### RECORD LIST
--- begin ---
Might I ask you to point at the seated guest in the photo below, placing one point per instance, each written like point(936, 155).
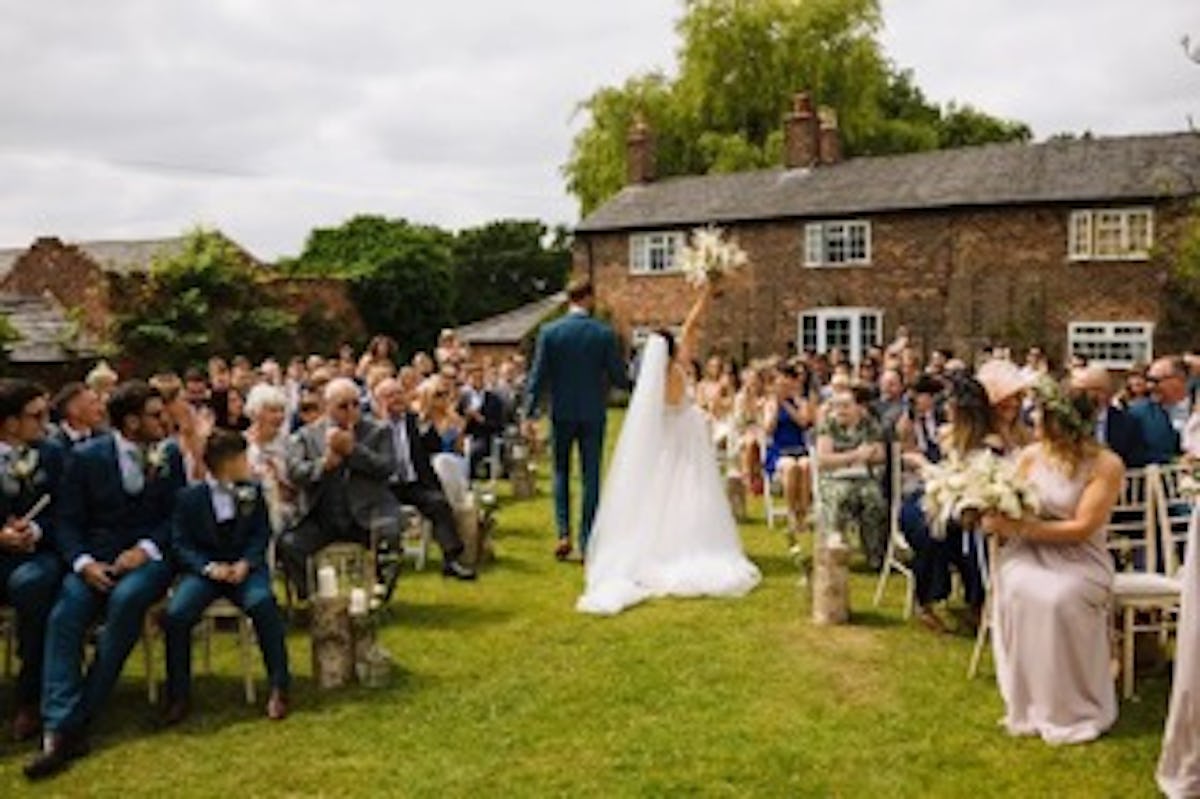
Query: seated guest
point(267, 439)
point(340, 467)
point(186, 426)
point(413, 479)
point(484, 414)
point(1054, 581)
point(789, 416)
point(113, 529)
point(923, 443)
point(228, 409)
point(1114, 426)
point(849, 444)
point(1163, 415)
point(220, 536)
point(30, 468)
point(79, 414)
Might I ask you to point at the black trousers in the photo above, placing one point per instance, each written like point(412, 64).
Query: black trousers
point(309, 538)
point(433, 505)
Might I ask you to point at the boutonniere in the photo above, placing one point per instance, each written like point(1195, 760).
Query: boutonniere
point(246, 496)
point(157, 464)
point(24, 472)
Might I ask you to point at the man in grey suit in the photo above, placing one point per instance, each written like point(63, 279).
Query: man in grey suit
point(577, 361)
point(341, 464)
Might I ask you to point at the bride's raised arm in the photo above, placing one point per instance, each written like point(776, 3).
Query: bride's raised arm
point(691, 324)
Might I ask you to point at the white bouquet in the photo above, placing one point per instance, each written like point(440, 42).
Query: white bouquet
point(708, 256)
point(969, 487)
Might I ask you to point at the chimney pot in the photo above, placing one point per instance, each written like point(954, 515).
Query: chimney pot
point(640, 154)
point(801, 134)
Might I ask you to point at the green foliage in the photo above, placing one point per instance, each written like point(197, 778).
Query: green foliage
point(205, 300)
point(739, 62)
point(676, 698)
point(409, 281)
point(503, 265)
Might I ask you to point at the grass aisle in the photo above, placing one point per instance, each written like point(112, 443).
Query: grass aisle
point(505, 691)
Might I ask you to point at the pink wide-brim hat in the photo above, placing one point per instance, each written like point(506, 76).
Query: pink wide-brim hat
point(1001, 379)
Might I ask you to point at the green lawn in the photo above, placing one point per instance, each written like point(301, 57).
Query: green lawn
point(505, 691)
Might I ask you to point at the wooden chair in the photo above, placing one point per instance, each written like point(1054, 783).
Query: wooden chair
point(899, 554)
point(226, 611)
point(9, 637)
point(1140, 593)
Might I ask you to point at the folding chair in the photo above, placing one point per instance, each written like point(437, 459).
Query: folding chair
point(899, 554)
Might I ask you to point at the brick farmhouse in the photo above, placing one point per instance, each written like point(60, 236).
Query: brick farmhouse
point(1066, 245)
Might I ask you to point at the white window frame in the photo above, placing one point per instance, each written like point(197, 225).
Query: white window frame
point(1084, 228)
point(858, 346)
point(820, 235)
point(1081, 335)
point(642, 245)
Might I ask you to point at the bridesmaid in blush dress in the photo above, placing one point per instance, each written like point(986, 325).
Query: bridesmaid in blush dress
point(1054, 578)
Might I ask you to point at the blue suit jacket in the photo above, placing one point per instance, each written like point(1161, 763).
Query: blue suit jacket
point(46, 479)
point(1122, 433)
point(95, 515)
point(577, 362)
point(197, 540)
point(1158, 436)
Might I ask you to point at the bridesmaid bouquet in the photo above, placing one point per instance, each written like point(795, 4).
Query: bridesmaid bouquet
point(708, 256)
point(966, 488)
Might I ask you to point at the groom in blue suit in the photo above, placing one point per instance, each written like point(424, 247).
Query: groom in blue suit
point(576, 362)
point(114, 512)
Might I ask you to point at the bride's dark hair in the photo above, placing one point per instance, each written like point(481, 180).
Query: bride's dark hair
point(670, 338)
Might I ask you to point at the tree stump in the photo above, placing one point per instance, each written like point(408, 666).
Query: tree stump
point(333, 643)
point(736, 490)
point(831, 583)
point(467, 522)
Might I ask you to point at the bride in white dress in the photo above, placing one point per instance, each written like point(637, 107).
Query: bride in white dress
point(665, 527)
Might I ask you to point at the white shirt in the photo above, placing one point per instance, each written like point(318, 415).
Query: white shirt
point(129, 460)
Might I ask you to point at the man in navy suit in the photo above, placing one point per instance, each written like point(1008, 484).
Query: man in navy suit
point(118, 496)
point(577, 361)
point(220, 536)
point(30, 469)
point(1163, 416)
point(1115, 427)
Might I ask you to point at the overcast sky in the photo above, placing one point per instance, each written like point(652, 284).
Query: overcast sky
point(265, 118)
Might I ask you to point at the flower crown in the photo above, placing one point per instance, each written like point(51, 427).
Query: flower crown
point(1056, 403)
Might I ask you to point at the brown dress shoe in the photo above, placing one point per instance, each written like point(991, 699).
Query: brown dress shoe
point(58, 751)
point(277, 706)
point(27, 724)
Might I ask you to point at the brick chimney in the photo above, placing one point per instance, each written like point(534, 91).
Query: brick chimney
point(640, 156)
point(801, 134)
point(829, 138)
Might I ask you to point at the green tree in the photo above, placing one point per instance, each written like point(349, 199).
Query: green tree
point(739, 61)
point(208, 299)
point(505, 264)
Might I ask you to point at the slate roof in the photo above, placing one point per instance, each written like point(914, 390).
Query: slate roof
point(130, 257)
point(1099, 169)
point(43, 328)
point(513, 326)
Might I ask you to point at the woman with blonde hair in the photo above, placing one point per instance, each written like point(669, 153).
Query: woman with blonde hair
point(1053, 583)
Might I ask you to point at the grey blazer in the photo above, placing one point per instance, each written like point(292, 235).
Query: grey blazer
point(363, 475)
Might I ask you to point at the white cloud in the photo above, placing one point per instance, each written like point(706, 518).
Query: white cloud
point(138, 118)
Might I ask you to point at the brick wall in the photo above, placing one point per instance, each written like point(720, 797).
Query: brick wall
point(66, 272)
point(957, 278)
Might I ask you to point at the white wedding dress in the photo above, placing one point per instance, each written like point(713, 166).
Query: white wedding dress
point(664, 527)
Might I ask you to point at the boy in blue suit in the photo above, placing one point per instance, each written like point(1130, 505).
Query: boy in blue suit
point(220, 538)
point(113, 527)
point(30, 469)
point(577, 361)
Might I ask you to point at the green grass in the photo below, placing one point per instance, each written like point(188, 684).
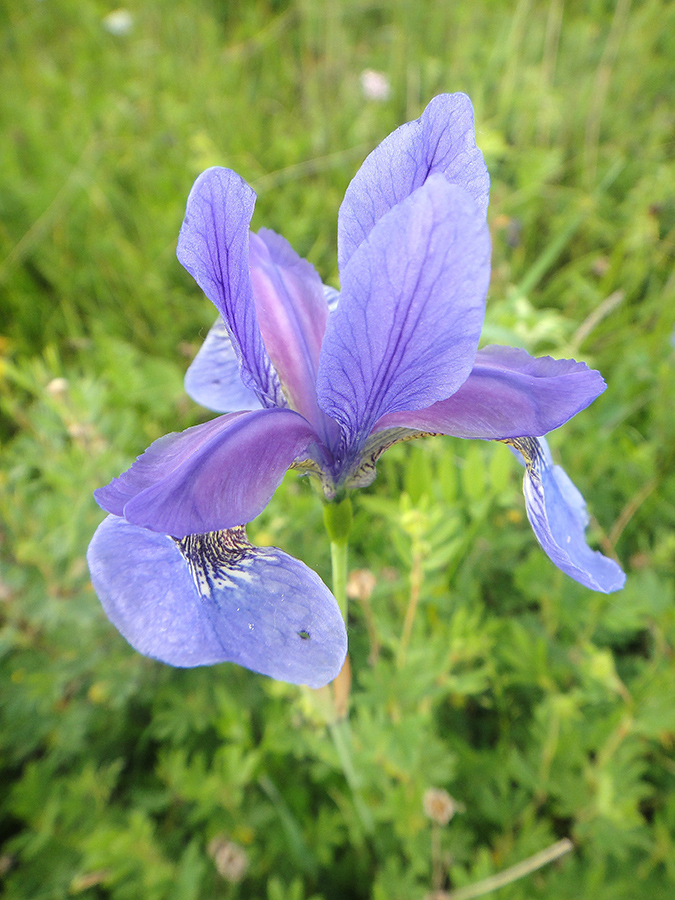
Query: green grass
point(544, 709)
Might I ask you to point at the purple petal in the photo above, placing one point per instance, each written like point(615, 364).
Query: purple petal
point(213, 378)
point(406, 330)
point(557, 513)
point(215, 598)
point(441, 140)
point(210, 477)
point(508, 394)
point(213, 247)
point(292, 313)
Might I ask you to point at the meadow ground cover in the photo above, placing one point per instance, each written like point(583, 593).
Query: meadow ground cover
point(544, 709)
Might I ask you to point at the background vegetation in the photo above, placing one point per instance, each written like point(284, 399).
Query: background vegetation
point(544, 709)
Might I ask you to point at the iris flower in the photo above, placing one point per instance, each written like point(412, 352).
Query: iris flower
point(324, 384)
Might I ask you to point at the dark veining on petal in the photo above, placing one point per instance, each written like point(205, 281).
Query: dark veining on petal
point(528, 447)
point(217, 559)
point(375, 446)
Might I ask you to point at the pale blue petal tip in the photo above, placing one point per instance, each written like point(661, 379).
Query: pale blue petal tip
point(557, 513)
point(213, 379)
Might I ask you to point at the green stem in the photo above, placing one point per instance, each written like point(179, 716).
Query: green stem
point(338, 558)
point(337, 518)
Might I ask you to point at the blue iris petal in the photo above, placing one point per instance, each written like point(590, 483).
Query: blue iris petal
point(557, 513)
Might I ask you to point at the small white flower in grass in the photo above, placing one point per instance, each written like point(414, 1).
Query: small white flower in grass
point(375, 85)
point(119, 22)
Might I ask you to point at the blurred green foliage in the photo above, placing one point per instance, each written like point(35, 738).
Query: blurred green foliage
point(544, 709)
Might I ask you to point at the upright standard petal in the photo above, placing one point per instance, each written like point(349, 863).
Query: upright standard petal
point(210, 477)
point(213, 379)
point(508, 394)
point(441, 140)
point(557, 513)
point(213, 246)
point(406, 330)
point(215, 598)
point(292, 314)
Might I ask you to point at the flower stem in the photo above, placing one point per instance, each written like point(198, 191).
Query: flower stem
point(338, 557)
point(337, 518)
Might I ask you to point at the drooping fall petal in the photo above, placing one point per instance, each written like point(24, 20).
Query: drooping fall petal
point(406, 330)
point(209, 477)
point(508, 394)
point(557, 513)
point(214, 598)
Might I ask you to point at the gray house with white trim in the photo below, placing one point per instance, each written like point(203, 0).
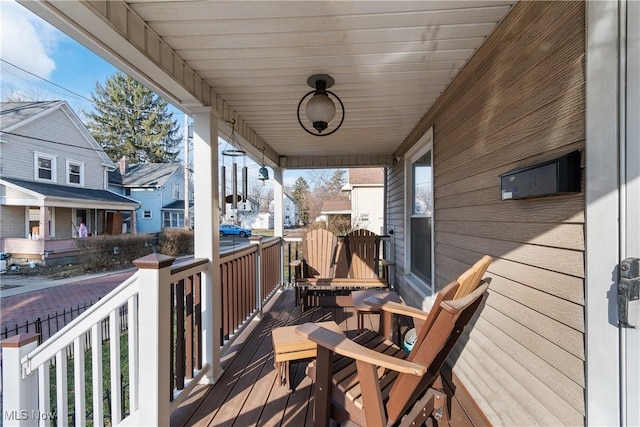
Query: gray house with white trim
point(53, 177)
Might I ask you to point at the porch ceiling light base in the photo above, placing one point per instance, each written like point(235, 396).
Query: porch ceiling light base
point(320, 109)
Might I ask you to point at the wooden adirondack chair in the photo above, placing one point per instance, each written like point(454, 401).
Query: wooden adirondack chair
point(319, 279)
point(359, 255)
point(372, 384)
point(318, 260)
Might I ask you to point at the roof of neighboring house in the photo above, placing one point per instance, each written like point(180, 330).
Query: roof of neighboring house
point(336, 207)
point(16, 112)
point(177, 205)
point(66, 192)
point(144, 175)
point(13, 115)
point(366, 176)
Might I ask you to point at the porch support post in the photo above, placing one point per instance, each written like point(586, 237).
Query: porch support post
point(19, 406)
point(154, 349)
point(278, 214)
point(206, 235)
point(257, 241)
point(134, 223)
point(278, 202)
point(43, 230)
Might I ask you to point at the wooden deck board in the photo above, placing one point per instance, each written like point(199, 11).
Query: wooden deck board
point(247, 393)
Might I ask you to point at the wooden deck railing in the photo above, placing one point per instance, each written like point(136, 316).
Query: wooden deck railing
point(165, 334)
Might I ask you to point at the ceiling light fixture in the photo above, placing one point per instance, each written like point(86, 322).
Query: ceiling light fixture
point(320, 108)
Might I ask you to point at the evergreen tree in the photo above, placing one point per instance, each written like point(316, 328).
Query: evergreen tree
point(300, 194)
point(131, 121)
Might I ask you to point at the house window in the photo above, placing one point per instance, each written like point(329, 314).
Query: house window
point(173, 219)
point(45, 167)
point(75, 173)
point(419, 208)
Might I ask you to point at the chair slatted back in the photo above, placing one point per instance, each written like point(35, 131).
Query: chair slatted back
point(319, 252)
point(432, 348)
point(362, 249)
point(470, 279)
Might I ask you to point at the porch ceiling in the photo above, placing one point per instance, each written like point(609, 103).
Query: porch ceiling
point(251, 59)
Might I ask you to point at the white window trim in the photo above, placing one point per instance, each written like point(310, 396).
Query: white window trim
--- end ---
Copy the items between the lines holding "Might I ask you to point at the folding" and "point(966, 488)", inclusive, keeping every line identical.

### EXPECTED ANSWER
Might I ask you to point at the folding chair in the photo above, placing one point per instance, each written like point(437, 459).
Query: folding chair
point(899, 554)
Might I ask you to point at the brick farmhouse in the photo above, placing one point per instance, each written like point(60, 236).
Query: brick farmhouse
point(1066, 245)
Might I ask you to point at the white window frame in the photo above, placing one point per instance, each written like point(197, 225).
Query: white window frame
point(1084, 228)
point(858, 346)
point(820, 235)
point(1081, 335)
point(642, 245)
Might I ask you to point at the bridesmaid in blush dress in the photo above, placing one point per instance, each written like point(986, 325).
Query: bridesmaid in blush dress
point(1054, 578)
Might I ask you to point at the blue suit jacket in the photo above, placing one point per instance, each written like point(1161, 763).
Query: blue suit jacket
point(46, 479)
point(1122, 433)
point(95, 515)
point(577, 362)
point(197, 540)
point(1158, 436)
Might I ask you to point at the bridesmaid bouquet in the photo above, placing one point per instance, each written like point(795, 4).
Query: bridesmaid bouquet
point(708, 256)
point(966, 488)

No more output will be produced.